TASKS TO CARRY OUT:
A. Say whether each statement below agrees with the passage on Kentucky's 2022 Senate primary, answering yes or no and quoting the deciding words of the passage exactly. (i) Rand Paul is seeking a third term. (ii) Democrats have fielded five candidates for the Senate race. (iii) Charles Booker won the 2020 Democratic primary for U.S. Senate.
B. From the passage on Kentucky's 2022 Senate primary, reproduce the part that opens with the words containing "The leading contender" and closes with "pilot Amy McGrath.".

EXCERPTED PASSAGE:
::::

The top race in the 2022 primary elections Kentucky is the contest for the U.S. Senate. Republican incumbent Sen. Rand Paul faces five challengers on the GOP side, while Democrats have fielded four candidates.
Paul, who is seeking his third term in Washington, goes into his campaign with a significant fundraising advantage. Republican strategist Tres Watson says the senator also enjoys high favorability among Kentucky voters, even with those who disagree with him on policy.
“He consistently polls as one of the most popular politicians in the state,” says Watson. “You have to run a very well-oiled machine to knock him off and I just don’t think we’re going to see that this year.”
Paul’s libertarian stances are also influencing down-ballot races, according to attorney and GOP operative Anne-Tyler Morgan.
“His message of ‘get the government off my back’ whether you like it or not is playing extremely well in Kentucky right now,” says Morgan. “We have a number of candidates from the county level through the state legislature who are running exactly on that message.”
Democrats contend Paul is vulnerable because of his iconoclastic approach to politics.
“People understand that he is not representative of who we are as Kentuckians,” says Kentucky Democratic Party Chair Colmon Elridge. “He’s not representative of the compassion, he’s not representative of the values that we have.”
The leading contender in the Democratic primary is Charles Booker of Louisville. The former state representative made a late surge in the 2020 Democratic primary for U.S. Senate as a result of his high profile during the protests over the police-involved death of Breonna Taylor that spring. He eventually lost that contest to former Marine Corps fighter pilot Amy McGrath.
Democratic strategist Morgan Eaves says Booker has faced some fundraising challenges this year, but she contends he can an inspirational candidate for Kentucky voters.

::::

RECORD EXTRACTS:
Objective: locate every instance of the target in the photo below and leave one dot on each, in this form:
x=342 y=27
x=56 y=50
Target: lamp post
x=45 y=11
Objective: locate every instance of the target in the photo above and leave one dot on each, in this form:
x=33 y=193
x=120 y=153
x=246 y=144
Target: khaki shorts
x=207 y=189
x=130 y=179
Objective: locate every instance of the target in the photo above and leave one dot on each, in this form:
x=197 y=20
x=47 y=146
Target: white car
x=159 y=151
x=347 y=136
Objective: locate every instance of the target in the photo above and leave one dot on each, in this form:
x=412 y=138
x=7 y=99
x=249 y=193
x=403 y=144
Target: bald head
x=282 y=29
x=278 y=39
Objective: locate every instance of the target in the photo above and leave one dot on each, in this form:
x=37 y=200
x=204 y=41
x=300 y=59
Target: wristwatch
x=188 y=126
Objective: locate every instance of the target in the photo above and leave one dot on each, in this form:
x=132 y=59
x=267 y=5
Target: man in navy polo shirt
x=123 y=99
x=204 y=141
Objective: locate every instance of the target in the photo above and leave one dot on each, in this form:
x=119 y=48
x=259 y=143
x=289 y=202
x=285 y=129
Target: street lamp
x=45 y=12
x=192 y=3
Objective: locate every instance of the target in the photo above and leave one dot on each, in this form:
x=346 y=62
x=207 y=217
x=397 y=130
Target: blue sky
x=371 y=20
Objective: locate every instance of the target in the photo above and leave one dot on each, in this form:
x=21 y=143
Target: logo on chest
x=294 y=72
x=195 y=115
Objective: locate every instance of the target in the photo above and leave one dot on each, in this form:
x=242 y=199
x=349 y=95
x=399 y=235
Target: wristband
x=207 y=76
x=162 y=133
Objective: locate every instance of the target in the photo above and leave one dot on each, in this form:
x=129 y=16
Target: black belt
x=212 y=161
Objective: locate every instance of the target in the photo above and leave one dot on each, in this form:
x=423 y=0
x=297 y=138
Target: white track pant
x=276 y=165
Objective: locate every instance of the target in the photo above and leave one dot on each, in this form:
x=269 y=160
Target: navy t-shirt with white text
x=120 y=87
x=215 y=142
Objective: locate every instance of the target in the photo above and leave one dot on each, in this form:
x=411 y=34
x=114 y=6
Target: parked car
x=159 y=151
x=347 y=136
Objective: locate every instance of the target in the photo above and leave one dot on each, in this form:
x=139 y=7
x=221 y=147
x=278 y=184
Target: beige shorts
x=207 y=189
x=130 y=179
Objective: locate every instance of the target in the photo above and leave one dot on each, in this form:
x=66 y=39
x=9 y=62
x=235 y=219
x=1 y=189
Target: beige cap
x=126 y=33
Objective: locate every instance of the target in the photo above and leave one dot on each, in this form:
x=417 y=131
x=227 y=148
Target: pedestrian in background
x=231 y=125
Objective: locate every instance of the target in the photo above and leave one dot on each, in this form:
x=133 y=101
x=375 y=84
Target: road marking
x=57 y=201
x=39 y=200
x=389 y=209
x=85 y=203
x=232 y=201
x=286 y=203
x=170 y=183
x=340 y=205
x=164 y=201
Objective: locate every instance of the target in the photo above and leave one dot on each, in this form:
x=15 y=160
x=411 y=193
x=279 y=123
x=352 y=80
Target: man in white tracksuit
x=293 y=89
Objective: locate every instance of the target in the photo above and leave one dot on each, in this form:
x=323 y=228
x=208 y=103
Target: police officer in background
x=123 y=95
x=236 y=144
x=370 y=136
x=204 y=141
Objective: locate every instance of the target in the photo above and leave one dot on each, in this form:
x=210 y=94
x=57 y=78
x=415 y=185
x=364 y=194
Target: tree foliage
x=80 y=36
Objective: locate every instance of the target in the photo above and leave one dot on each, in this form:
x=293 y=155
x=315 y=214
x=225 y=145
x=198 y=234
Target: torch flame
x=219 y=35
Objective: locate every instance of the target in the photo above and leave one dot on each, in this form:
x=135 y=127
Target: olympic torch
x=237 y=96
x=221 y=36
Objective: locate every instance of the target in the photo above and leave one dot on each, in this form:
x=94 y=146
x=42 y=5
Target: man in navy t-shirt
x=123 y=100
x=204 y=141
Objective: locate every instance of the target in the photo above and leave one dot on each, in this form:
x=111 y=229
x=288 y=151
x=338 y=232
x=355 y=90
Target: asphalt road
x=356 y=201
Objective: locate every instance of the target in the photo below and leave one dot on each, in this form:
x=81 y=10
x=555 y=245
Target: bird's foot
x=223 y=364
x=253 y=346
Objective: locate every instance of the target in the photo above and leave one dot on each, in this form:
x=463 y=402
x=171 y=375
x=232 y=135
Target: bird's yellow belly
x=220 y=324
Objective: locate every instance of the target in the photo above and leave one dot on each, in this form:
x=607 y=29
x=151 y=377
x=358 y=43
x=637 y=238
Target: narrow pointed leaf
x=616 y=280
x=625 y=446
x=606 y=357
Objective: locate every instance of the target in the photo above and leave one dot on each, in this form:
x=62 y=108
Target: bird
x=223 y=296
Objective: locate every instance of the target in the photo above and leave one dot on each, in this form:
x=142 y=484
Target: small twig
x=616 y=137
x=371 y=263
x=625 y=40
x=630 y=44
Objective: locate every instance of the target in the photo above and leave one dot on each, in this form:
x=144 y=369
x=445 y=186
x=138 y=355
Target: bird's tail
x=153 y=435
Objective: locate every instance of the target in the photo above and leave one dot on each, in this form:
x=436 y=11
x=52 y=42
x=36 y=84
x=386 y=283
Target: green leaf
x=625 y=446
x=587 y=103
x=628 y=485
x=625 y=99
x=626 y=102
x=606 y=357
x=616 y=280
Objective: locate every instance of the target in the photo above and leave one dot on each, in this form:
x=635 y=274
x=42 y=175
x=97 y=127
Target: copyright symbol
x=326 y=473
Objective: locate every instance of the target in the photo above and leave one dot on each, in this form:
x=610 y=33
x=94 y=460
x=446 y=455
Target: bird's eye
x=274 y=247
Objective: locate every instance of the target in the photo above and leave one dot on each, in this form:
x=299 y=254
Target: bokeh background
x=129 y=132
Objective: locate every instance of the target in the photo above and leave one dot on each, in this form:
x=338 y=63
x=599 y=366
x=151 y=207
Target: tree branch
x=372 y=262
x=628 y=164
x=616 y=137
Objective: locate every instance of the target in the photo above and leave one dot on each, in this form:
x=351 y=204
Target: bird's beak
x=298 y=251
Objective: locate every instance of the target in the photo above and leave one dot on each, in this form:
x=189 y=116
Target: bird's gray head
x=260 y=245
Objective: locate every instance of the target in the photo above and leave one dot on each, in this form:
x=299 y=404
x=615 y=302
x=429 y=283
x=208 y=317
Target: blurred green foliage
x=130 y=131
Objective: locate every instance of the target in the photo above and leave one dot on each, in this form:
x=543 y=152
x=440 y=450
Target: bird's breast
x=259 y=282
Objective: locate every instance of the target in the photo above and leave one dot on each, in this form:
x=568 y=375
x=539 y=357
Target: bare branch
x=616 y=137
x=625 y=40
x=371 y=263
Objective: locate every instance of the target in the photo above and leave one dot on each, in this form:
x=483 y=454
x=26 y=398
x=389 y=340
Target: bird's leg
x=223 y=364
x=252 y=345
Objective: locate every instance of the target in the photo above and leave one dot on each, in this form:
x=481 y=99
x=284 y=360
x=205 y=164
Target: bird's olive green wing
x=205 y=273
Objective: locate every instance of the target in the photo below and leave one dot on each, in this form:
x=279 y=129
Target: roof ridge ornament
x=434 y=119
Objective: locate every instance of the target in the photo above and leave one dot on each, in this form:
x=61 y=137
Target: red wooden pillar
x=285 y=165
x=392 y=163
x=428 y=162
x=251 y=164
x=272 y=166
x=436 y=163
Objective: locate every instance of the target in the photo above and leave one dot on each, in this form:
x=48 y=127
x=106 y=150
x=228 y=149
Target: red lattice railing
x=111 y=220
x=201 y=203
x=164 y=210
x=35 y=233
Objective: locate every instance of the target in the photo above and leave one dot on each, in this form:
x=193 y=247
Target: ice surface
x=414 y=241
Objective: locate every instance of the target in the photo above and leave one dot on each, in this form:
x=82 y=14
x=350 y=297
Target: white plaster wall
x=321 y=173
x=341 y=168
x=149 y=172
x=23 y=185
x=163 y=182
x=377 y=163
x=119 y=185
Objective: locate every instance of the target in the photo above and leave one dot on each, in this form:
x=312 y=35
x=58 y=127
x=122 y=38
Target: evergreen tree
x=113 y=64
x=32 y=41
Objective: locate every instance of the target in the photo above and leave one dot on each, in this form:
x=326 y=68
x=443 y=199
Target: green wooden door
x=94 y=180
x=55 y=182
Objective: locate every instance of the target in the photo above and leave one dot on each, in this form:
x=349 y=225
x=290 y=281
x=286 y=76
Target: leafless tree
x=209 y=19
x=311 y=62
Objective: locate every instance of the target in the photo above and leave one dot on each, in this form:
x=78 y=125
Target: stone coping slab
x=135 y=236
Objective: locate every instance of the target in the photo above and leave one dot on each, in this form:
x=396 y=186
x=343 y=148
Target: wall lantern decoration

::::

TASK-BY-TASK SOLUTIONS:
A.
(i) Yes: "Paul, who is seeking his third term in Washington"
(ii) No: "Democrats have fielded four candidates."
(iii) No: "He eventually lost that contest to former Marine Corps fighter pilot Amy McGrath."

B.
The leading contender in the Democratic primary is Charles Booker of Louisville. The former state representative made a late surge in the 2020 Democratic primary for U.S. Senate as a result of his high profile during the protests over the police-involved death of Breonna Taylor that spring. He eventually lost that contest to former Marine Corps fighter pilot Amy McGrath.